Article:
● ● ●

There were two cowboys at the gate.
I could make them out a little.
But I tied my horse back of the house,
and they didn't see me.
Then you took special pains not to be seen.
You were willing to let Sloan's accusation
against your father go unanswered
if he lent you the money.
My pa is dead.
A little name-calling
can't hurt him too much.
But I got my own name to make.
My own life.
And that money could help me do it.
BLAINE: So a combination of pride,
which every man has
and a will to make a name
brought you unseen to the back door
of John Sloan's ranch after dark.
You're twisting it all out of shape.
He's making it sound
like I went out to dry-gulch Sloan.
I never. You're saying I didn't care enough
about my pa to stand up for his name.
I simply stated the facts
in your own words.
Object.
To what, Jabe?
The prosecutor's last remark
or to your client's outburst?

● ● ●

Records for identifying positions
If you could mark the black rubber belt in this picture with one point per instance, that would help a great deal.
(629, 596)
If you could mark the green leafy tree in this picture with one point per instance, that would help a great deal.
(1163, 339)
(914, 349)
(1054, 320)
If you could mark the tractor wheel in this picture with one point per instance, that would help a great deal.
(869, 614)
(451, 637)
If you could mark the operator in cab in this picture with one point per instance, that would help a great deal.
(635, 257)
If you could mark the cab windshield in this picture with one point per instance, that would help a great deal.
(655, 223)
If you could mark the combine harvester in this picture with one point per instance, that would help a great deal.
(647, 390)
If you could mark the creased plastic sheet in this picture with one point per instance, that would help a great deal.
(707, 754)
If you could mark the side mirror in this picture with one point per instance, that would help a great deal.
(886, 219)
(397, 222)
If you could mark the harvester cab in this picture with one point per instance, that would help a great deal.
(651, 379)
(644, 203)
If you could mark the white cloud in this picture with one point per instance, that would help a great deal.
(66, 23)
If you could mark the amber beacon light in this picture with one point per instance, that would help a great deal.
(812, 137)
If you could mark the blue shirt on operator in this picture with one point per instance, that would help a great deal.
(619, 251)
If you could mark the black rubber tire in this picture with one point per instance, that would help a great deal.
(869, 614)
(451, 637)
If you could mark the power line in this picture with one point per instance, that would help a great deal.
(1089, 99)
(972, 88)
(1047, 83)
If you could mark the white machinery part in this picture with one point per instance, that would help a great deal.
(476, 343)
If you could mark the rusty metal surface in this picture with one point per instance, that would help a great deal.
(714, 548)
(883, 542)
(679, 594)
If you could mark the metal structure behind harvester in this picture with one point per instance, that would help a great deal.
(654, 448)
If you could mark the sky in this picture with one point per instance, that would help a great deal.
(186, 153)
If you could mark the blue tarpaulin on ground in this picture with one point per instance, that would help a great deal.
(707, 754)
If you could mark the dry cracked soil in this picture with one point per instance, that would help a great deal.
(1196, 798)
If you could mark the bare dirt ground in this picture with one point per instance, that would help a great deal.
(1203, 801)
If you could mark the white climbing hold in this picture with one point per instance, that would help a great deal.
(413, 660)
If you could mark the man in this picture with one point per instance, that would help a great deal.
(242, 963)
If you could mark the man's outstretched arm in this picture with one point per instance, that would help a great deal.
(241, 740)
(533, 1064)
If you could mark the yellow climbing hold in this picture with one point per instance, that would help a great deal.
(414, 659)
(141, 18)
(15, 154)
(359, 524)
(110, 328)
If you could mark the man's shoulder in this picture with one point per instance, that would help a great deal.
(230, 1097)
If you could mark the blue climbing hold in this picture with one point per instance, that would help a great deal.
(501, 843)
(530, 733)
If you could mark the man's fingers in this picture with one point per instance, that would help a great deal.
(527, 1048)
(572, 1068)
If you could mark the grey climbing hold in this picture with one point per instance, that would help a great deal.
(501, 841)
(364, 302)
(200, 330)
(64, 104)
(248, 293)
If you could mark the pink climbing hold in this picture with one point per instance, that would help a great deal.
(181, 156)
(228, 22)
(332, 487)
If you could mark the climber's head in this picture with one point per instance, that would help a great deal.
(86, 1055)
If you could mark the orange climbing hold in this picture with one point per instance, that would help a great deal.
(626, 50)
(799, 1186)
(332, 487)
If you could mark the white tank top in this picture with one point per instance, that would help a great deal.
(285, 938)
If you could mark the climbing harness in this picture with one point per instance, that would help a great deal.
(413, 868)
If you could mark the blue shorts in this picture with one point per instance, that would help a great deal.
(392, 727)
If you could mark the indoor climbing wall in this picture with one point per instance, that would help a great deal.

● ● ●

Required tasks:
A) In the courtroom dialogue, where did the speaker tie his horse?
B) Continue the courtroom dialogue after its final line.
You can leave the records aside; they aren't needed here.

Answer set:
A) Back of the house.

B)
To the deliberate baiting of my client.
Attack the evidence if you will,
but don't attack the boy.
Now, you just sit down, Billy.
Take it easy.
Everybody knows how much you loved
and respected your pa.
I object, Your Honor
tn counsel's instructing the witness
while under examination.
Sustained. Jabe, don't do any more
of that kind of thing.
Yes, Your Honor.
BLAINE:
So you entered the house. Then what?
I told you.
Tell the jury again.
BILLY:
Well, I tapped on the door.
Sloan was sitting behind his desk.
Oh, good evening, Billy.
- Mr. Sloan.
- Come on in.
- How are you?
- Fine, thank you.
- Let's have a drink, huh?
- Yeah. Thanks very much.
Sit down.
Have a little celebration.
There you are.
To you and Lucy Sutter.
Makes me real glad
that I'm able to help you two kids.
Go on, drink up.
Pour yourself another one.
All right.
Watch this, Billy.
Here's the new house
and the new furniture.
The beginning of a good life
for you and Lucy.
Seven, eight, nine.
Does me good to see the sparkle
in your eyes.
Thirteen, 14, 15.
What are you seeing, Billy?
What you said.
Most of all, Lucy's face.
- Twenty-one, two, three, four--
- Twenty-five.
That's all right.
Go right ahead, count along.
- Twenty-eight, 29, 30.
- Thirty, huh?
Thirty 100-dollar bills.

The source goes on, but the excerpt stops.